◆ **PROBLEM DETAILS**
Write out the material below, starting at the line that contains "the wooden shingled" and ending after the line that contains "[[772, 932], [62, 923], [1011, 886], [1134, 914], [216, 605]]". Include both of those lines and nothing outside that range.

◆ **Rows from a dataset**
▶
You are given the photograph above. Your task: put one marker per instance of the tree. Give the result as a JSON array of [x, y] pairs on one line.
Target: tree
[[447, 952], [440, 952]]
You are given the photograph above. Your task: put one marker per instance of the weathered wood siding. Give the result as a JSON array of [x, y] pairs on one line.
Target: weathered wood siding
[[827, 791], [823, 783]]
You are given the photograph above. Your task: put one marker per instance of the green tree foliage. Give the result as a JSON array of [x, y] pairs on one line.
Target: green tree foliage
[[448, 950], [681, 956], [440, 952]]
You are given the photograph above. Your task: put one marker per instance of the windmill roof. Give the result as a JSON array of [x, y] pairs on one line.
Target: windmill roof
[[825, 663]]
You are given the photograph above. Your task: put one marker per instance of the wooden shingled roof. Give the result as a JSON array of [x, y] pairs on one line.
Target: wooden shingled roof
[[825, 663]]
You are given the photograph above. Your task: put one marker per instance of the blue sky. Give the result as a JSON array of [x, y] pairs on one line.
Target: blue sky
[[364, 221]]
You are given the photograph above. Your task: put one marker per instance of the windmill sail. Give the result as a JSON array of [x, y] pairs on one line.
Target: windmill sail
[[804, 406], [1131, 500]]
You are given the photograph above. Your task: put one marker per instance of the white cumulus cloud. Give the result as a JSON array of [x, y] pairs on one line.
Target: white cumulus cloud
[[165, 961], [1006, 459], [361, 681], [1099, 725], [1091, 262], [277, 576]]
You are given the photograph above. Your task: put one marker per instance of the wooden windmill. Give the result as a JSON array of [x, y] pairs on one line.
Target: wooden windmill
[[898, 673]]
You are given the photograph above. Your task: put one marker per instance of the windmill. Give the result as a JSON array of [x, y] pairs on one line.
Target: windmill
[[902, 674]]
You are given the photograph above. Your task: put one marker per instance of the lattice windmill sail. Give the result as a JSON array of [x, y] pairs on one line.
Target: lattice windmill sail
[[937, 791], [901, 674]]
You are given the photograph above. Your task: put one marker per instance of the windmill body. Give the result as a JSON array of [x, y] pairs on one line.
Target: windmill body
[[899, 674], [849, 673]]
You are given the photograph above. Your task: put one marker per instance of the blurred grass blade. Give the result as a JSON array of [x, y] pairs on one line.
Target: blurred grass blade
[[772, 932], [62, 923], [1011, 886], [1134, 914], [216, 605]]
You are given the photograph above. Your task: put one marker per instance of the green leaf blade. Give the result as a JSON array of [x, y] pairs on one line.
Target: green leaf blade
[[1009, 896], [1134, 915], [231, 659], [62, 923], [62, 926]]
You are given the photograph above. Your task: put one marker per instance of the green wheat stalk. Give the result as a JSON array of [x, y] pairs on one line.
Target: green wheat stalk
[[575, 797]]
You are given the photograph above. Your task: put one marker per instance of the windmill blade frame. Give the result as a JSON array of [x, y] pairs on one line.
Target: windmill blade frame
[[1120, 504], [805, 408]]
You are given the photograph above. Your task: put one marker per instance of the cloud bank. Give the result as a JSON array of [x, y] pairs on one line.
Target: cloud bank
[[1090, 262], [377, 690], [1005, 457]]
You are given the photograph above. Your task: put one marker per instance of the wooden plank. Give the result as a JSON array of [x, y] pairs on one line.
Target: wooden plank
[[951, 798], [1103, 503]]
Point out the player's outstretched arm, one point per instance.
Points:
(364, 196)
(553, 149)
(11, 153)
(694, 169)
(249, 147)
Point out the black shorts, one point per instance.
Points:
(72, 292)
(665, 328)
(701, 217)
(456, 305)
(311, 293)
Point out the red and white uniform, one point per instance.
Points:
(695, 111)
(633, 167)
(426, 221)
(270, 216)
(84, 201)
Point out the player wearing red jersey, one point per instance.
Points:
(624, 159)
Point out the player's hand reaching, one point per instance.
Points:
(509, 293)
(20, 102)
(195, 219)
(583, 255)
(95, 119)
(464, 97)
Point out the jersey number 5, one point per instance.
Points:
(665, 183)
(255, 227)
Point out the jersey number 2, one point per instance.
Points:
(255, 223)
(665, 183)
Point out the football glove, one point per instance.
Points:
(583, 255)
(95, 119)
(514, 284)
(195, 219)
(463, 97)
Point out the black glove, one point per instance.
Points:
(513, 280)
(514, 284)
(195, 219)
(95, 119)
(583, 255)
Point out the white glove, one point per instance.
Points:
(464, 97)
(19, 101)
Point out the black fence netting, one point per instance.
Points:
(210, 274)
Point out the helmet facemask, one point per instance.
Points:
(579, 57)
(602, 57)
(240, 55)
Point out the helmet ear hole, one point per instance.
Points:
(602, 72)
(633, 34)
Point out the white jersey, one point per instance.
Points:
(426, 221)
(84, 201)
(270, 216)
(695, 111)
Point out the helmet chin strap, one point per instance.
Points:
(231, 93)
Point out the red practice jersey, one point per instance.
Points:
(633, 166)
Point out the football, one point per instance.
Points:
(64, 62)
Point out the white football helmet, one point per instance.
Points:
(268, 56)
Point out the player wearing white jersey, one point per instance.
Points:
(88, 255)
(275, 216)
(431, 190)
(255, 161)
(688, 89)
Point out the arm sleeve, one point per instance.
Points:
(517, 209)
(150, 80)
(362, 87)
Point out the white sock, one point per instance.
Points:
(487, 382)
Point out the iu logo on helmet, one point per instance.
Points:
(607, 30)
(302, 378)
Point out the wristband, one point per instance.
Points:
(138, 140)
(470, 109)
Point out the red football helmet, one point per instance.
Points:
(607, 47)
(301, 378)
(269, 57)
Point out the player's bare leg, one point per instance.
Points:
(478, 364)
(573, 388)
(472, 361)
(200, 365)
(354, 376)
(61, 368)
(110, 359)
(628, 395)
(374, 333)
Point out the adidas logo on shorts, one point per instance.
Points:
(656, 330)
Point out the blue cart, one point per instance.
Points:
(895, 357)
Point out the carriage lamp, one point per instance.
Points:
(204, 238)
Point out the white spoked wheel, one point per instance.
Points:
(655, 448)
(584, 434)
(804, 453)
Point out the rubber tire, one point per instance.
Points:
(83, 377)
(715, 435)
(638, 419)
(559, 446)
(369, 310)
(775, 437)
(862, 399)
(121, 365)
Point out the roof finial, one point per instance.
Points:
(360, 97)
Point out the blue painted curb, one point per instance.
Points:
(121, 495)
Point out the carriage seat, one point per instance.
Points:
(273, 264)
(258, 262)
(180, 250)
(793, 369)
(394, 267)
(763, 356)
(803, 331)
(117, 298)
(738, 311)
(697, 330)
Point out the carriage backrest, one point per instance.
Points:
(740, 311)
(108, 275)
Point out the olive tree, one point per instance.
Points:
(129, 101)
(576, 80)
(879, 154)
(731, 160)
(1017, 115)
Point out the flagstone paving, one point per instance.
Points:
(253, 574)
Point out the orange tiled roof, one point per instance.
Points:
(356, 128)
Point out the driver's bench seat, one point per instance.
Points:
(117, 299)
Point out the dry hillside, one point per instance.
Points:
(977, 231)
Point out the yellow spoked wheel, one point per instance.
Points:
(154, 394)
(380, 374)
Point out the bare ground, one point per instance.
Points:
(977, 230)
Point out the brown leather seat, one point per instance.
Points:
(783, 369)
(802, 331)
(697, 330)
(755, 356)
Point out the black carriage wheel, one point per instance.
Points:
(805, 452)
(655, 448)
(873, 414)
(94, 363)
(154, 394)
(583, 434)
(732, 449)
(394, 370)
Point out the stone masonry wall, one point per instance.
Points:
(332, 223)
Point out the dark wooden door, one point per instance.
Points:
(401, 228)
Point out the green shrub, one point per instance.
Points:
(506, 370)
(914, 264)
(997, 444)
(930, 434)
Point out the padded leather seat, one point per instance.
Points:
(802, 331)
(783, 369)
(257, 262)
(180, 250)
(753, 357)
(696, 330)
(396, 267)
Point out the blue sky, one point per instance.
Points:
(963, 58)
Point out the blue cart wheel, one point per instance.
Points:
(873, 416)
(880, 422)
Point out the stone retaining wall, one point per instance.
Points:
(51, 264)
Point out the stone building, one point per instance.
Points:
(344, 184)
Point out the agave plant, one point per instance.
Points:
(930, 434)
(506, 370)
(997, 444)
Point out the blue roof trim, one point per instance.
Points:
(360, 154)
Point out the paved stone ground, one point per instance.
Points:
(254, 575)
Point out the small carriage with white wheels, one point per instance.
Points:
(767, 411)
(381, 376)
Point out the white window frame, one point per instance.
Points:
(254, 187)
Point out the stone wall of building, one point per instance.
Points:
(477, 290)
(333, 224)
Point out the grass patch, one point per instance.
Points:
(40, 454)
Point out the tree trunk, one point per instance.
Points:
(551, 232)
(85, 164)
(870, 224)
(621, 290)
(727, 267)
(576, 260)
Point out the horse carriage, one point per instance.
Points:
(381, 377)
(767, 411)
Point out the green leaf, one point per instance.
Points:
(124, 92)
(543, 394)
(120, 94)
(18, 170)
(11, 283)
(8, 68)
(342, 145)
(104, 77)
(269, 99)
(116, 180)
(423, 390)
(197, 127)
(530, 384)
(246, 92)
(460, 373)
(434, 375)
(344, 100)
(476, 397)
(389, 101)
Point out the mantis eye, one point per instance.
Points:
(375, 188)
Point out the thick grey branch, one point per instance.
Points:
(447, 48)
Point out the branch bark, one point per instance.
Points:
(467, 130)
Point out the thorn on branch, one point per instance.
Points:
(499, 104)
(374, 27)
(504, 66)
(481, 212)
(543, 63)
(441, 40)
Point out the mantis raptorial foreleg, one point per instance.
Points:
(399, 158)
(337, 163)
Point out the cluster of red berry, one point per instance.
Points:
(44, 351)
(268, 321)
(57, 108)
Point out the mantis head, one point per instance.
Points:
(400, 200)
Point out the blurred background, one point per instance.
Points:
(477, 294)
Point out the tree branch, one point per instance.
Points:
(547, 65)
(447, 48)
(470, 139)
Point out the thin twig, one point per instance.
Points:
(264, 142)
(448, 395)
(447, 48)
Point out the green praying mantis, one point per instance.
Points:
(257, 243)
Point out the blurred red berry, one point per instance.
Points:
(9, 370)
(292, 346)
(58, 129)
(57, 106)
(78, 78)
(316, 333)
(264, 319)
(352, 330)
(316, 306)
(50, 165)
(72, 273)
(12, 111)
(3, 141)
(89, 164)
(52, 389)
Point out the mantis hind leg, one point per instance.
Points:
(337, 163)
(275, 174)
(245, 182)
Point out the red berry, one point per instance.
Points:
◀
◆ **FULL ANSWER**
You are given the photograph above. Your task: put one marker per instance of the wooden shingled roof. Give the result as a JSON array of [x, y] pairs on one line.
Target: wooden shingled roof
[[825, 663]]
You are given the photograph above. Your task: put one marker per instance of the blue sky. Give the result as a JSON array of [x, y] pairs on one line.
Target: blue sky
[[364, 221]]
You are given the photograph above. Your task: put one marker per instance of the windmill sail. Give the result as a JSON array of [x, y] pairs on one line.
Target: windmill sail
[[804, 406], [1131, 500]]
You are given the photograph above. Your task: put one marker per instance of the white cumulus cloud. Give the result as a JSON array of [x, y] pairs on one line.
Target: white cumulus cloud
[[165, 961], [1006, 459], [361, 681], [1099, 725], [1091, 262], [277, 576]]
You are given the photograph above. Your task: put one marker per instance of the wooden windmill. Give the result as a JSON array of [x, y] pairs on one line.
Target: wooden windmill
[[898, 673]]
You are given the photograph above. Your task: put one marker per instance of the windmill. Give the result as a JSON array of [x, y] pairs on one line.
Target: windmill
[[902, 674]]
You are given the photograph above. Your task: put one marker per instance of the lattice windmill sail. Give the result as a JSON array of [x, y] pairs on one line.
Target: lattice windmill sail
[[937, 791], [901, 674]]
You are given the photograph above. Your task: put one marker per instance of the windmill body. Give the result as a JSON array of [x, y] pairs on one line.
Target: windmill body
[[899, 674], [849, 673]]
You are given the photograph above. Your task: put one marker per instance of the blurred grass blade. Give the result as a JSON array of [x, y] pairs on one line.
Target: blurred grass blade
[[772, 932], [62, 923], [1011, 886], [1134, 914], [216, 605]]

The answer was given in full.